begin
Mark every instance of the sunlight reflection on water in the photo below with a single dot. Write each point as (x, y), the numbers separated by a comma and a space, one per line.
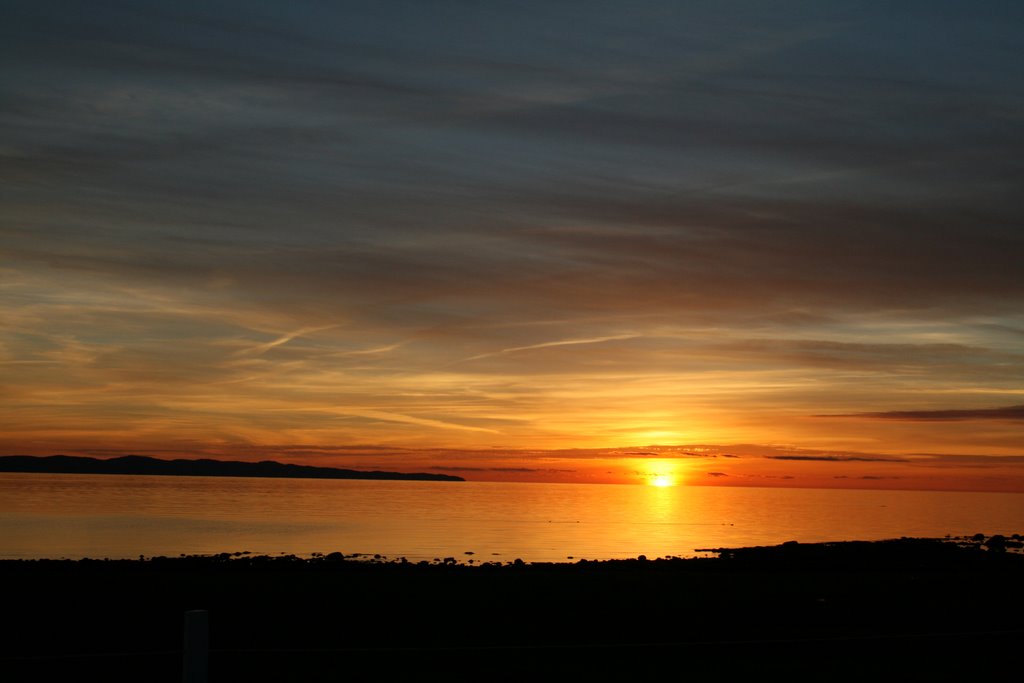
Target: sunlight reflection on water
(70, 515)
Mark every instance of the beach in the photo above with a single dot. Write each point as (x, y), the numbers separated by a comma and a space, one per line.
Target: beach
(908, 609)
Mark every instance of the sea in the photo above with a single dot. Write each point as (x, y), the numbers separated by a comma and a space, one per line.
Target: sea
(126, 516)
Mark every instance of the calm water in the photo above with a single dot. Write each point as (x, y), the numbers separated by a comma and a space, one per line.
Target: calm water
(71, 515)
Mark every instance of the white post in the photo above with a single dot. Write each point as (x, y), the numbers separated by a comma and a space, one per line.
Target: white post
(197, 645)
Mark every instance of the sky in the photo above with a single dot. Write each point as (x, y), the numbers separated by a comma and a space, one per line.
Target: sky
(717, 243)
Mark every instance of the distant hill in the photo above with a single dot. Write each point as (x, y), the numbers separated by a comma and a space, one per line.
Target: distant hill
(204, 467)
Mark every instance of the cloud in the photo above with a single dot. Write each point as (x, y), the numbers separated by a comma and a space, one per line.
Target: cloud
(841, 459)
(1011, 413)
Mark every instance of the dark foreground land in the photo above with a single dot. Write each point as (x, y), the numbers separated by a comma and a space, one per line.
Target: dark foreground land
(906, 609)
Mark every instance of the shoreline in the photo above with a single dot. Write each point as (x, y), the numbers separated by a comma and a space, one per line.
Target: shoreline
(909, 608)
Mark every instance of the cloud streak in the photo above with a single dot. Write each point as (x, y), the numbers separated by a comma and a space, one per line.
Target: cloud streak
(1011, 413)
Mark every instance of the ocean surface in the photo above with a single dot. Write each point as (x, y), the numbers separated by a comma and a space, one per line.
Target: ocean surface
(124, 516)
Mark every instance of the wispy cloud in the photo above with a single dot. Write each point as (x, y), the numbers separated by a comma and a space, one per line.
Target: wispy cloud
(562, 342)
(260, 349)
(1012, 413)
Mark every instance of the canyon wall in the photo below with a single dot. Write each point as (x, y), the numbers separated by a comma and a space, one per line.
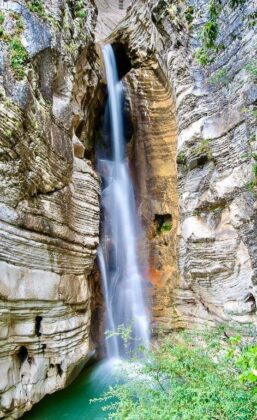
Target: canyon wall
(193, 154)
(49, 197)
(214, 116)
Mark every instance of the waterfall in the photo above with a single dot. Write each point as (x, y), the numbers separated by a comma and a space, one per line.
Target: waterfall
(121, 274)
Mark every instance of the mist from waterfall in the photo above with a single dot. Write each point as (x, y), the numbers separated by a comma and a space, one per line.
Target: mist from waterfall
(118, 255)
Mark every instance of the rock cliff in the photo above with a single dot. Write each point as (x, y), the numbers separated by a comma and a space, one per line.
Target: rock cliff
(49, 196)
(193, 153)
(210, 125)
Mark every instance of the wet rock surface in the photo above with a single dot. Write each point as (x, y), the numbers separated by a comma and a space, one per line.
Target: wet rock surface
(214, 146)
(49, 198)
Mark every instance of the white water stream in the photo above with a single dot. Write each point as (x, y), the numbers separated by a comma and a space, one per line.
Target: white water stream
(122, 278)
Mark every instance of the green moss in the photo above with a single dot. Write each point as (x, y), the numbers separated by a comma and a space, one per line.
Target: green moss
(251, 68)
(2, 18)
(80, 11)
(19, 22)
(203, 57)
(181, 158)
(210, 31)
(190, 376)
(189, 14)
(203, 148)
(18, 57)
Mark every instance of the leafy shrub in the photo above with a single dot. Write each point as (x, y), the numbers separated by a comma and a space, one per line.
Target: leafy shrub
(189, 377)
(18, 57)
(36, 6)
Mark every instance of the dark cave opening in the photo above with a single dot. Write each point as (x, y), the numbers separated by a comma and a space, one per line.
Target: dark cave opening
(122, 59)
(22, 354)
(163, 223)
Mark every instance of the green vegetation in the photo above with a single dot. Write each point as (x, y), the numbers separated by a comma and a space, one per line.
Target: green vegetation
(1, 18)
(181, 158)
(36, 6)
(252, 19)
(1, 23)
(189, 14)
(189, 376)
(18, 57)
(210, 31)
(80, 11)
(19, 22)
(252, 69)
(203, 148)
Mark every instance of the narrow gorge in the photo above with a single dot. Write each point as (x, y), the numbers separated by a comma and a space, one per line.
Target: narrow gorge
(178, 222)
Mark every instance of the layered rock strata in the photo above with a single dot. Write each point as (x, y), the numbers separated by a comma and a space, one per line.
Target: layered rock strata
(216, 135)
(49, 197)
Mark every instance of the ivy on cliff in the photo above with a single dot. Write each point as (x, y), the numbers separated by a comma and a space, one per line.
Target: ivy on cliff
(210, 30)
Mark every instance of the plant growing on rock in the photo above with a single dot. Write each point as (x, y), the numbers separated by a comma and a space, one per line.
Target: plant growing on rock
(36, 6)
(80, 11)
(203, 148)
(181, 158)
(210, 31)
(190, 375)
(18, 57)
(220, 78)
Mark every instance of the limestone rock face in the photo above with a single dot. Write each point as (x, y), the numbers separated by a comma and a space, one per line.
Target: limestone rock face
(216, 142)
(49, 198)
end
_Work to be completed_
Write out, word for word, every line from the one containing "Mark every instance of the green moss" through the last line of the records above.

_Answer in full_
Mark every instance of the green moss in the photo above with a single dot. Write each point as (x, y), the numbers separated by a comma and a space, one per line.
Target: green moss
(251, 68)
(2, 18)
(80, 11)
(19, 22)
(203, 57)
(181, 158)
(210, 31)
(190, 376)
(189, 14)
(203, 148)
(18, 57)
Mark every instance of the leafy shrub in the photo above with a single dot. Write each point as (x, y), the numbers separated by a comma and a space, one per line.
Target: leafy shrub
(189, 377)
(18, 57)
(36, 6)
Mark every instance of the dark cave opening in the photo above with a single dot. Write each point as (x, y), the numbers separated by a comma and a space, one per line.
Target: dark cave opening
(122, 59)
(22, 354)
(163, 223)
Mark every instance of the green vegetation in the photo above with a single dot. Write each point as (x, y), the numbers separated by a comma and a space, one per line.
Target: green vegetation
(1, 18)
(181, 158)
(36, 6)
(252, 19)
(1, 23)
(189, 14)
(189, 376)
(18, 57)
(210, 31)
(80, 11)
(19, 22)
(252, 69)
(203, 148)
Mark every instance of the narrow gorge in the photo above with a single dot. Write each point as (x, y), the numbers separated by a comma and a space, one per line.
Target: narrow gorge
(178, 222)
Mark every instance of the layered rock strata in the photo above with a single dot. Write each point as (x, y), the numbers separated by a comma and a space, one per line.
Target: layered rock strata
(216, 135)
(49, 197)
Mark every instance of the ivy on cliff in the photo above with a single dot. Write each point as (x, y), the numbers separated by a comma and a space, one per line.
Target: ivy on cliff
(210, 30)
Mark every instance of the plant growing on rock in the photo above with a single dot. Write each point as (x, y), the numbers separated by a comma and a space, one per line.
Target: plant growing on rock
(36, 6)
(80, 11)
(203, 148)
(181, 158)
(210, 31)
(190, 375)
(18, 57)
(220, 78)
Mark every instance of the limestone rock face in the photo above with a single dot. Write each point as (x, y), the numbers separated by a comma and a space, one per line.
Target: limestone rock face
(216, 142)
(49, 198)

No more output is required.